A meta-analysis is a review of quantitative studies by statistically pooling or combining the results from these studies into a single quantitative analysis.

B

A meta-synthesis is used to pool and combine findings from qualitative studies.

C

A mixed-methods systematic review is used to evaluate a combination of quantitative and qualitative studies.

D

A systematic review is a structured, comprehensive synthesis of the research literature to determine the best research evidence available to help determine best practice.

PTS: 1 DIF: Cognitive level: Understanding (Comprehension)

REF: pp. 436-437

16. A researcher evaluates data from a variety of studies, including those involving qualitative and quantitative research, and uses findings from qualitative studies to interpret synthesized quantitative studies. This is an example of:

a.

meta-synthesis.

b.

mixed-method synthesis.

c.

multilevel synthesis.

d.

parallel synthesis.

ANS: D

Feedback

A

A meta-synthesis is used to pool and combine findings from qualitative studies.

B

A mixed-methods synthesis review is used to evaluate a combination of quantitative and qualitative studies.

C

A multilevel synthesis involves synthesizing the findings from quantitative studies separately from qualitative studies and integrating the findings in the report.

D

Parallel synthesis involves the separate synthesis of quantitative and qualitative studies, but the findings from the qualitative synthesis are used in interpreting the synthesized quantitative studies.

PTS: 1 DIF: Cognitive level: Understanding (Comprehension)

REF: pp. 440-441

17. Which is the strongest source of research and evidence for developing evidence-based guidelines?

a.

Your tasks:
(a) Condense the paragraph of the test bank excerpt that begins "Parallel synthesis involves" into one shorter sentence that keeps its main facts.
(b) In the test bank excerpt, edit the passage starting at "A mixed-methods synthesis" and ending at "the synthesized quantitative studies." so that "findings" is replaced by "results" throughout.
(c) List every answer choice offered for question 16 in the test bank excerpt.
The rows that follow are taken from a separate source.

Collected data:
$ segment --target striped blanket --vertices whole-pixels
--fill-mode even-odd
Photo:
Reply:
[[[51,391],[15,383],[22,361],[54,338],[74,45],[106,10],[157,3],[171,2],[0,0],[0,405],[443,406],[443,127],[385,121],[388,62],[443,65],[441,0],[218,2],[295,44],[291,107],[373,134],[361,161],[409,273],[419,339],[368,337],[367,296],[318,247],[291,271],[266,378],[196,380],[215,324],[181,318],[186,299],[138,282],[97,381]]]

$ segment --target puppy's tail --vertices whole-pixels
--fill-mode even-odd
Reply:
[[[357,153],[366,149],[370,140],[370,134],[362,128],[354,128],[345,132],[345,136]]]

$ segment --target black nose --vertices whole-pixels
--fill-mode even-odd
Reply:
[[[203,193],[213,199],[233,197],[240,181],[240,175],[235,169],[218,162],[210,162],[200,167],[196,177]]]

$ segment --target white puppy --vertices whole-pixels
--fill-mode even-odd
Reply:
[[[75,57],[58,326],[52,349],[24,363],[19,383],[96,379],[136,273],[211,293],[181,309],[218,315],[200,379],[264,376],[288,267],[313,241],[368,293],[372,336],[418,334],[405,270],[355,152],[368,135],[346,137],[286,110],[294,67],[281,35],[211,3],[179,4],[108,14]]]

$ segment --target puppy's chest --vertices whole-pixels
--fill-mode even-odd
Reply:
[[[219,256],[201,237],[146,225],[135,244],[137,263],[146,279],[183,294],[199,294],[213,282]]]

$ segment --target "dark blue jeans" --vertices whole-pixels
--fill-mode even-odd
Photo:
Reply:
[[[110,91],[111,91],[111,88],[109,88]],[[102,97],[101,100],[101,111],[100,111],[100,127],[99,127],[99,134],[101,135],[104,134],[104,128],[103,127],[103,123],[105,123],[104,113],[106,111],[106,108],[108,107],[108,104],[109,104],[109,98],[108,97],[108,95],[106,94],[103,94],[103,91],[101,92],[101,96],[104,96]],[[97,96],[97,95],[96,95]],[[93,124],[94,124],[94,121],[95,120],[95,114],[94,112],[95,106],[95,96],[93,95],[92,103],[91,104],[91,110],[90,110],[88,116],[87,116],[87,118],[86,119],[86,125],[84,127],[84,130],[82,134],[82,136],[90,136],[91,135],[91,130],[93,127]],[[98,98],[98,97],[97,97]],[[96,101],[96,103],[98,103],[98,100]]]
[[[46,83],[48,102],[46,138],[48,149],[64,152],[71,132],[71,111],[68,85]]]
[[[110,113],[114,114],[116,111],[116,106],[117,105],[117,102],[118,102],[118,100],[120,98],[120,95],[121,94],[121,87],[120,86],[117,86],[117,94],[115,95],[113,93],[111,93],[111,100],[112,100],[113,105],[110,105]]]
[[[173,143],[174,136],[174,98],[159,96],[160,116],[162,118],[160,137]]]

Responses by item number:
(a) Parallel synthesis synthesizes quantitative and qualitative studies separately and uses the qualitative findings to interpret the synthesized quantitative studies.

(b)
A mixed-methods synthesis review is used to evaluate a combination of quantitative and qualitative studies.

C

A multilevel synthesis involves synthesizing the results from quantitative studies separately from qualitative studies and integrating the results in the report.

D

Parallel synthesis involves the separate synthesis of quantitative and qualitative studies, but the results from the qualitative synthesis are used in interpreting the synthesized quantitative studies.

(c)
meta-synthesis
mixed-method synthesis
multilevel synthesis
parallel synthesis